(Saved entries)
::::::::::

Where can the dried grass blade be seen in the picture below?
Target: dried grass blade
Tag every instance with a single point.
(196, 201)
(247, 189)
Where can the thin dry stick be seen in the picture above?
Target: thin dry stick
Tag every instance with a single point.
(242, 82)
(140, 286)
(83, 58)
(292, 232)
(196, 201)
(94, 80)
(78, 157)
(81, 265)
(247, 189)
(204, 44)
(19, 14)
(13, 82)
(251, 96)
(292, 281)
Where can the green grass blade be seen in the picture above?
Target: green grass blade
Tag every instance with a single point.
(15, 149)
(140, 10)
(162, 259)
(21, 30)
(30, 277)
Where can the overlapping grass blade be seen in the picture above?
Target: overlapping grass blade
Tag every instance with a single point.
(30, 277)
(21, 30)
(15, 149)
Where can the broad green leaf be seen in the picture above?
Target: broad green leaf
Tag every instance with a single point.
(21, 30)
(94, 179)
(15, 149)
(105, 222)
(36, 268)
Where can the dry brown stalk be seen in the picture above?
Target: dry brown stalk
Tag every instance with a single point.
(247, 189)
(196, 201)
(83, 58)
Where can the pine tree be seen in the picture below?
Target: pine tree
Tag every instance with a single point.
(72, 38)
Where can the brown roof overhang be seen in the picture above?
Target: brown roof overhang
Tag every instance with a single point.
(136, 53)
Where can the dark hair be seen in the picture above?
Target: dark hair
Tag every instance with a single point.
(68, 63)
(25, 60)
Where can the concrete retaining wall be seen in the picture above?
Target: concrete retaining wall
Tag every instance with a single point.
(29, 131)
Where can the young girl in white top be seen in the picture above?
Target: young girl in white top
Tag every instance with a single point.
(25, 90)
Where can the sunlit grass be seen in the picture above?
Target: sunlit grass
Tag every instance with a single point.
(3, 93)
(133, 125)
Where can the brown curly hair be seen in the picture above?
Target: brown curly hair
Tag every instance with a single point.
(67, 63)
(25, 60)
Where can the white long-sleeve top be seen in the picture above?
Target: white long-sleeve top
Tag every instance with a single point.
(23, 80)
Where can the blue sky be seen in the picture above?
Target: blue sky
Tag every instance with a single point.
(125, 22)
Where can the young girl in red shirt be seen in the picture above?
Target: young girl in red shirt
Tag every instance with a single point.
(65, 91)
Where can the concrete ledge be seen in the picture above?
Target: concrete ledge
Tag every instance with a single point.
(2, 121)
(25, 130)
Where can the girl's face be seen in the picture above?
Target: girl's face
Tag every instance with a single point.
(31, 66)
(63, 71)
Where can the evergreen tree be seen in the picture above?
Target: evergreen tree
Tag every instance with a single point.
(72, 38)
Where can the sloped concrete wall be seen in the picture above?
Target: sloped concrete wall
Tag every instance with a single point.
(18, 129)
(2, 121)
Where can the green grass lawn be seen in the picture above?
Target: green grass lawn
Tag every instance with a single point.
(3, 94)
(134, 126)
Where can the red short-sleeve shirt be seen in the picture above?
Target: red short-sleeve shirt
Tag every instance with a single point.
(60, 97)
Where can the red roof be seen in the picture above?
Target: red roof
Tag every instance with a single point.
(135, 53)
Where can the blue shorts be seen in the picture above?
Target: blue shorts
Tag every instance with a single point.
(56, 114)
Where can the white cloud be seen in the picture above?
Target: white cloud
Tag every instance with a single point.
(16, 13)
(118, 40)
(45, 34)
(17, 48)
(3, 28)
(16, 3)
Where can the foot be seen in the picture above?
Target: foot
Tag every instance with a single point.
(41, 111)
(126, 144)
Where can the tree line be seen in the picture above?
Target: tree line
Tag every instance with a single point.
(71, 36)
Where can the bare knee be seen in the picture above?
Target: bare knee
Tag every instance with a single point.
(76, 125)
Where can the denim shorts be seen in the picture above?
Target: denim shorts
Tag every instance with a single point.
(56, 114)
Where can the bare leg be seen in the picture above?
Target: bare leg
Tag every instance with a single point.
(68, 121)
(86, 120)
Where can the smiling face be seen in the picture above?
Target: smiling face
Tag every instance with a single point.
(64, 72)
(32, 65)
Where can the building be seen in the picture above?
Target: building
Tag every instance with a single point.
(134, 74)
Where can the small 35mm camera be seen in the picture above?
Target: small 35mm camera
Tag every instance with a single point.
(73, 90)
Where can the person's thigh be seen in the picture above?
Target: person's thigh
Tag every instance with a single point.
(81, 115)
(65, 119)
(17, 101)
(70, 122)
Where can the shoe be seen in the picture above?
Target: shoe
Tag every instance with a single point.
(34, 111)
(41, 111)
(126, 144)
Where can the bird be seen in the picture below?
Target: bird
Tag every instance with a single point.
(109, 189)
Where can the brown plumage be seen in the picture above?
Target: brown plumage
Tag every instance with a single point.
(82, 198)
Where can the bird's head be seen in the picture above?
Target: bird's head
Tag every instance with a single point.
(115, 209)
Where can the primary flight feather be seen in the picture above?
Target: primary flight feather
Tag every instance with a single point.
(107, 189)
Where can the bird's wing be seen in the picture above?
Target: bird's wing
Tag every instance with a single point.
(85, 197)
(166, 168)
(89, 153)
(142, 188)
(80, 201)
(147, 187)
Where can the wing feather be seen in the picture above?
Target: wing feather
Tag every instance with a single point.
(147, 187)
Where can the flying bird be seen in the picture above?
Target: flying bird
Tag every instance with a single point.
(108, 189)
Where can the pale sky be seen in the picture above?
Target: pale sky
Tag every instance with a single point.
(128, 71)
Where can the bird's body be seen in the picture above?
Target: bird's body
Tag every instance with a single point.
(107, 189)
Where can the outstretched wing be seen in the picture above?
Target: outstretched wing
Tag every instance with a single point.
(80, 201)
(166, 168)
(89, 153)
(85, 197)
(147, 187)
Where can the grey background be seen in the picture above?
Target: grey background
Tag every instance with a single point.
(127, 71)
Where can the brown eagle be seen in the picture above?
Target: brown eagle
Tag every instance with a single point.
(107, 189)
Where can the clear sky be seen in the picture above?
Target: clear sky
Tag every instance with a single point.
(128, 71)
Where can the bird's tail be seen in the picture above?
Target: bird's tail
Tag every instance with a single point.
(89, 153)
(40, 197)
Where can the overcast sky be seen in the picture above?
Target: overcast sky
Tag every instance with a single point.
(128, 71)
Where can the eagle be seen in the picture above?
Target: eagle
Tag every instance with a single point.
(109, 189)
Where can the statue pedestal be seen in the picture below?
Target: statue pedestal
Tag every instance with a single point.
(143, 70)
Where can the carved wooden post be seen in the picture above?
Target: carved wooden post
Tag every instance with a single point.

::::::::::

PROBLEM DETAILS>
Retype every line of the data, keeping each one exactly as it is.

TASK RESULT>
Where can the dried grass blade be seen in the picture below?
Target: dried grass blade
Tag every instance with a single point.
(196, 201)
(247, 189)
Where can the thin dry stick be seen in the picture above?
Target: thin dry stick
Tag every instance with a single point.
(242, 82)
(140, 286)
(83, 58)
(292, 232)
(196, 201)
(94, 80)
(78, 157)
(81, 265)
(247, 189)
(204, 44)
(19, 14)
(13, 82)
(251, 96)
(292, 281)
Where can the green grass blade be seen in the picture above?
Target: green grass blade
Tag every instance with a single point.
(15, 149)
(140, 10)
(162, 259)
(21, 30)
(30, 277)
Where can the overlapping grass blade be seen in the picture above?
Target: overlapping grass blade
Tag every instance with a single point.
(30, 277)
(21, 30)
(15, 149)
Where can the broad green leaf be seen in the picture above?
Target: broad green leaf
Tag every instance with a single point.
(21, 30)
(94, 179)
(15, 149)
(105, 222)
(36, 268)
Where can the dry brown stalk be seen in the picture above?
Target: dry brown stalk
Tag every instance with a single point.
(247, 189)
(196, 201)
(83, 58)
Where can the pine tree be seen in the picture below?
Target: pine tree
Tag every instance with a single point.
(72, 38)
Where can the brown roof overhang be seen in the picture above?
Target: brown roof overhang
Tag every instance with a single point.
(136, 53)
Where can the dark hair be seen in the picture above?
Target: dark hair
Tag every instance with a single point.
(68, 63)
(25, 60)
Where can the concrete retaining wall be seen in the picture above?
Target: concrete retaining wall
Tag every instance with a single point.
(29, 131)
Where can the young girl in white top be seen in the picture above?
Target: young girl in white top
Tag every instance with a single point.
(25, 90)
Where can the sunlit grass be seen in the picture above?
Target: sunlit grass
Tag every instance with a single point.
(3, 93)
(133, 125)
Where can the brown curly hair be seen in the picture above?
Target: brown curly hair
Tag every instance with a single point.
(67, 63)
(25, 60)
Where can the white long-sleeve top be seen in the picture above?
Target: white long-sleeve top
Tag every instance with a single point.
(23, 80)
Where can the blue sky be seen in the picture above?
Target: blue sky
Tag every instance with a single point.
(125, 22)
Where can the young girl in red shirt be seen in the picture above?
Target: young girl in red shirt
Tag every instance with a single point.
(65, 91)
Where can the concrete ledge be seen in the picture above?
Target: concrete ledge
Tag every instance with a single point.
(2, 121)
(25, 130)
Where can the girl's face be seen in the picture above?
Target: girl's face
Tag every instance with a single point.
(31, 66)
(63, 71)
Where can the evergreen tree be seen in the picture above?
Target: evergreen tree
Tag every instance with a single point.
(72, 38)
Where can the sloped concrete wall be seen in the picture above?
Target: sloped concrete wall
Tag every instance with a single point.
(18, 129)
(2, 121)
Where can the green grass lawn be seen in the picture above?
Target: green grass lawn
Tag every instance with a single point.
(3, 94)
(134, 126)
Where can the red short-sleeve shirt be seen in the picture above?
Target: red short-sleeve shirt
Tag every instance with a single point.
(60, 97)
Where can the red roof be seen in the picture above?
Target: red roof
Tag every instance with a single point.
(135, 53)
Where can the blue shorts be seen in the picture above?
Target: blue shorts
Tag every instance with a single point.
(56, 114)
Where can the white cloud be seen in the picture above?
Target: white cloud
Tag every instance with a single point.
(16, 13)
(118, 40)
(45, 34)
(17, 48)
(3, 28)
(16, 3)
Where can the foot be seen in the picture above?
Target: foot
Tag every instance with a single point.
(41, 111)
(126, 144)
Where can the tree line be seen in the picture above?
Target: tree line
Tag every instance with a single point.
(71, 36)
Where can the bare knee be seen in the picture above?
Target: bare knee
Tag every instance with a single point.
(76, 125)
Where can the denim shorts be seen in the picture above?
Target: denim shorts
Tag every instance with a single point.
(56, 114)
Where can the bare leg be seen in the picture above?
Target: bare leg
Tag every instance with a single point.
(68, 121)
(86, 120)
Where can the smiling face be seen in the picture above?
Target: smiling face
Tag every instance with a single point.
(64, 72)
(32, 65)
Where can the building be seen in the picture above?
Target: building
Tag every instance with a single point.
(134, 74)
Where can the small 35mm camera be seen in the picture above?
Target: small 35mm camera
Tag every instance with a single point.
(73, 90)
Where can the person's thigh be seen in the picture above?
Target: person's thigh
Tag every instance with a single point.
(81, 115)
(65, 119)
(17, 101)
(70, 122)
Where can the shoe be seen in the picture above?
Target: shoe
Tag every instance with a single point.
(34, 111)
(41, 111)
(126, 144)
Where can the bird be seen in the picture below?
Target: bird
Tag every instance with a single point.
(109, 189)
Where can the brown plumage be seen in the picture above?
Target: brown plumage
Tag every instance with a single point.
(82, 198)
Where can the bird's head be seen in the picture above?
Target: bird's head
Tag every instance with a single point.
(115, 209)
Where can the primary flight feather be seen in the picture above?
Target: primary flight feather
Tag every instance with a single point.
(107, 189)
Where can the bird's wing be seen in the picture above?
Target: bird's wing
Tag every instance with a single point.
(85, 197)
(166, 168)
(89, 153)
(142, 188)
(80, 201)
(147, 187)
Where can the wing feather be seen in the picture above?
Target: wing feather
Tag every instance with a single point.
(147, 187)
Where can the flying bird be seen in the picture above?
Target: flying bird
Tag every instance with a single point.
(108, 189)
Where can the pale sky be seen in the picture above?
Target: pale sky
Tag every instance with a single point.
(128, 71)
Where can the bird's body be seen in the picture above?
Target: bird's body
Tag every instance with a single point.
(107, 189)
Where can the outstretched wing be seen in the picture above?
Target: outstretched wing
Tag every instance with a single point.
(80, 201)
(166, 168)
(89, 153)
(85, 197)
(147, 187)
Where can the grey background be seen in the picture above?
Target: grey background
Tag every instance with a single point.
(127, 71)
Where can the brown eagle be seen in the picture above?
Target: brown eagle
Tag every instance with a single point.
(107, 189)
Where can the clear sky be seen in the picture above?
Target: clear sky
Tag every instance with a single point.
(128, 71)
Where can the bird's tail be seen in the picture above?
Target: bird's tail
Tag every instance with a single point.
(89, 153)
(40, 197)
Where can the overcast sky be seen in the picture above?
Target: overcast sky
Tag every instance with a single point.
(128, 71)
Where can the eagle be seen in the picture above?
Target: eagle
Tag every instance with a single point.
(109, 189)
Where can the statue pedestal be seen in the picture below?
Target: statue pedestal
Tag every instance with a single point.
(143, 70)
Where can the carved wooden post be seen in the picture above?
Target: carved wooden post
Tag every instance with a single point.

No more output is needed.